* WORK TASK: Would you reproduce the entries exactly, including every line?

* DATA TO EXAMINE:
········

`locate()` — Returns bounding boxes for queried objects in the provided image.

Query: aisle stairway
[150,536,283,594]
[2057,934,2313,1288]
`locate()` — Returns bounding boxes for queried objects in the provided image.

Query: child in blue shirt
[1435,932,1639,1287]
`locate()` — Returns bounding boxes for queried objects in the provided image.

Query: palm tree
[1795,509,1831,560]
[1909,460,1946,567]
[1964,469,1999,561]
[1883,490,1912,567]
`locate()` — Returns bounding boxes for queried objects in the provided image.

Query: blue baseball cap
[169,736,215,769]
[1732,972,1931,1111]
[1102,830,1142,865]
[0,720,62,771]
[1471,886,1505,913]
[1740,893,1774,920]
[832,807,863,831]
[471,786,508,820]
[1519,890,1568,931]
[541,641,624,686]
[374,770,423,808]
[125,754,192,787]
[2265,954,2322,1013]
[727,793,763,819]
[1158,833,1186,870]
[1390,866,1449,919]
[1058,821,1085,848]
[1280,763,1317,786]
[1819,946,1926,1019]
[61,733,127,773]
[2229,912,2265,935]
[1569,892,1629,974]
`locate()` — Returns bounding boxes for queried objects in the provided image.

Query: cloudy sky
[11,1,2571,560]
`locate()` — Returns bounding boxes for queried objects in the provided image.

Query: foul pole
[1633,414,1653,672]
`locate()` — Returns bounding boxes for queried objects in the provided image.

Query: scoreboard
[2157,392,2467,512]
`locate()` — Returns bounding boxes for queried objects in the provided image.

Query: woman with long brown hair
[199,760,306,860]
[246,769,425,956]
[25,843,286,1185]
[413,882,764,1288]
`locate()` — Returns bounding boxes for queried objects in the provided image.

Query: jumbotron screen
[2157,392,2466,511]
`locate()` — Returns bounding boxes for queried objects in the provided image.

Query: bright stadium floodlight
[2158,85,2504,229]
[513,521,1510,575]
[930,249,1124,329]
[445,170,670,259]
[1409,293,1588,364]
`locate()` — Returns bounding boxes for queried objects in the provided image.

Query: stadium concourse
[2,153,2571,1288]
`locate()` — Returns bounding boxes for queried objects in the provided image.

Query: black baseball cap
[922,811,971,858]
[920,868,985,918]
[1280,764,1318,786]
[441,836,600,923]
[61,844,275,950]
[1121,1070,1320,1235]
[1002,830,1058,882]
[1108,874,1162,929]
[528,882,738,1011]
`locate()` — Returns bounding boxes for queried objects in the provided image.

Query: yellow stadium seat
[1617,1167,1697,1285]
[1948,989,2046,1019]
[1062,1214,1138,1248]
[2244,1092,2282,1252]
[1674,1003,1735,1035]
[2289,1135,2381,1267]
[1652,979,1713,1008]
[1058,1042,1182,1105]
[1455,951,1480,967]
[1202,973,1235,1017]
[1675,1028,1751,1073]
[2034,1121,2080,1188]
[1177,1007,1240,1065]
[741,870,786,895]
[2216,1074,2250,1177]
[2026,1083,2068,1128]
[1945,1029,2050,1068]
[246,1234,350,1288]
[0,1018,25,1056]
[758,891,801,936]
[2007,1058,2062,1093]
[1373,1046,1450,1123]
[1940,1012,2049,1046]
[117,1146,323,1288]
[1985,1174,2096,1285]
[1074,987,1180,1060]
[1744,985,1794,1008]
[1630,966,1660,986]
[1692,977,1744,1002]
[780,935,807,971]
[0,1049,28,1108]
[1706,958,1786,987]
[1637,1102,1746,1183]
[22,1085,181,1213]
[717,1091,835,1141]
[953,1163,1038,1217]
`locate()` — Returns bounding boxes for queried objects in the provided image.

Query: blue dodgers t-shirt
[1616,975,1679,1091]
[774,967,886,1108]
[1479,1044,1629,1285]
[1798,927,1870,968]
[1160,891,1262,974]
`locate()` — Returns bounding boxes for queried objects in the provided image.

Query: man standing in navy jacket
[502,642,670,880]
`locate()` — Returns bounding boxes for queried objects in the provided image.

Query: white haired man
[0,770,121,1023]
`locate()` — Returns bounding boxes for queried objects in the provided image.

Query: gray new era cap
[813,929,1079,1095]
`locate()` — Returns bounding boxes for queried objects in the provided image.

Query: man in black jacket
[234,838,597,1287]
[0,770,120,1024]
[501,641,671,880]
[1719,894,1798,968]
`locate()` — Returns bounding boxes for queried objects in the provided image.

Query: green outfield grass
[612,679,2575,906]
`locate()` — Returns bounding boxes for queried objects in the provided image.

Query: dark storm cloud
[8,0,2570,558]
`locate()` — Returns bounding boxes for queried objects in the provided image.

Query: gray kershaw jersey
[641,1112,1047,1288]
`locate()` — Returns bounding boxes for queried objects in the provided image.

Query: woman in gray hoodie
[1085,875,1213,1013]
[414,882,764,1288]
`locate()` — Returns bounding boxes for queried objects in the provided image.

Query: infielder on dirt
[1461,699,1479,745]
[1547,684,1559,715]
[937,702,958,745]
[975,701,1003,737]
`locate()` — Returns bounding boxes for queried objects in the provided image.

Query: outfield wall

········

* YOUR RESPONSE:
`locate()` — Returns bounding boxes for queried objects in the provided image.

Query: aisle stairway
[150,536,283,594]
[2057,934,2313,1288]
`locate()` — Returns bounding boxes for queried objects in the provided image.

Query: child in blue shirt
[1435,932,1639,1287]
`locate()` — Returns bounding boxes for queried objects in the provided image.

Query: palm tree
[1795,509,1831,560]
[1909,460,1946,567]
[1964,469,1999,561]
[1883,490,1912,567]
`locate()` — Returns bounding boxes for queried objects in the provided image.

Query: blue baseball cap
[169,736,215,769]
[1732,972,1931,1111]
[1102,830,1142,865]
[0,720,62,771]
[1471,886,1505,913]
[1740,893,1774,920]
[832,807,863,831]
[471,786,508,820]
[1519,890,1568,931]
[541,641,624,686]
[374,770,423,808]
[125,754,192,787]
[2265,954,2322,1013]
[727,793,763,819]
[1158,833,1186,870]
[1390,866,1449,919]
[1058,821,1085,848]
[1280,763,1317,786]
[1819,946,1926,1019]
[61,733,127,773]
[2229,912,2265,935]
[1569,892,1629,974]
`locate()` — Returns bounding boxes for queried objects in the provided image.

Query: cloudy sky
[11,1,2571,560]
`locate()` — Returns bounding boxes for queried objects in the provided image.

Query: foul pole
[1633,414,1653,672]
`locate()` — Returns bounding boxes for queried objects in the provided image.

Query: scoreboard
[2157,392,2467,512]
`locate()` — Returns bounding boxes for queried objects in the provided image.

Query: woman with long brown hair
[199,760,306,860]
[246,769,425,956]
[25,843,286,1185]
[413,882,764,1288]
`locate()` — Returns bounding boxes for queried objects in the provided image.

Query: jumbotron screen
[2157,392,2466,511]
`locate()` — Returns bounding boxes for queried objects in the provided image.

Query: bright stadium floodlight
[2158,85,2504,229]
[513,521,1510,575]
[930,249,1124,329]
[445,170,670,259]
[1409,293,1588,364]
`locate()` — Returns bounding boxes for queried objects in the provided image.

Query: stadium concourse
[2,153,2571,1288]
`locate()` — Returns bounding boxes for queried objects in the provided image.

Query: black baseball cap
[922,811,971,858]
[920,868,985,918]
[1280,764,1318,786]
[441,836,600,923]
[61,844,275,950]
[1121,1070,1320,1235]
[1002,830,1058,882]
[1108,874,1162,929]
[528,882,738,1011]
`locate()` — Returns bounding boxes for queried objects in the provided image.

Query: yellow stadium seat
[1617,1167,1697,1285]
[1948,989,2046,1019]
[1062,1214,1138,1248]
[2244,1092,2282,1252]
[1674,1003,1735,1035]
[2289,1135,2381,1267]
[1652,979,1713,1008]
[1058,1042,1182,1105]
[1455,951,1480,967]
[1202,973,1235,1017]
[1675,1028,1751,1073]
[2034,1121,2080,1188]
[1177,1007,1240,1065]
[741,870,786,895]
[2216,1074,2250,1177]
[2026,1083,2068,1128]
[1945,1029,2050,1068]
[246,1234,350,1288]
[0,1018,25,1056]
[758,891,801,936]
[2007,1058,2062,1093]
[1373,1046,1450,1123]
[1940,1012,2049,1046]
[117,1146,323,1288]
[1985,1174,2096,1285]
[1074,987,1180,1060]
[1744,985,1794,1008]
[1630,966,1660,986]
[1692,977,1744,1002]
[780,935,807,971]
[0,1049,28,1108]
[1706,958,1786,987]
[1637,1102,1746,1183]
[22,1085,181,1213]
[717,1091,835,1141]
[953,1163,1038,1217]
`locate()` — Returns bounding boxes for queried objects in the provided image.

Query: blue dodgers t-shirt
[1616,975,1679,1091]
[774,967,886,1108]
[1479,1044,1629,1285]
[1798,927,1870,968]
[1160,891,1262,974]
`locate()` — Returns bounding boxes for queried objects in the provided image.

Query: man standing in navy jacket
[502,642,670,880]
`locate()` — Returns bounding boxes for queried objects in the provided image.

Query: white haired man
[0,770,121,1023]
`locate()` — Returns bounding boxes for queried objects in the provided image.

Query: gray new era cap
[813,929,1079,1095]
`locate()` — Returns bounding boxes for queried objects in the provided image.

Query: man in black jacket
[234,838,597,1287]
[0,770,120,1024]
[501,641,671,880]
[1719,894,1798,968]
`locate()` — Returns bounding boxes for queried objects in the provided image.

Query: green outfield grass
[612,679,2575,906]
`locate()` — Returns bounding boxes for queried objects in the provided image.

Query: dark storm cloud
[8,0,2570,558]
`locate()` — Returns bounding boxes for queried objects in the provided image.

Query: gray kershaw jersey
[641,1112,1047,1288]
`locate()` — Returns bounding boxes for queried objects in the provided image.

Query: woman in gray hoodie
[1085,875,1213,1013]
[414,882,764,1288]
`locate()` — Returns bounding boxes for queried objects in the provided image.

Query: infielder on dirt
[1461,699,1479,745]
[1547,684,1559,715]
[937,702,958,745]
[975,701,1003,737]
`locate()` — Returns bounding boxes for queried objects in the provided image.

Query: outfield wall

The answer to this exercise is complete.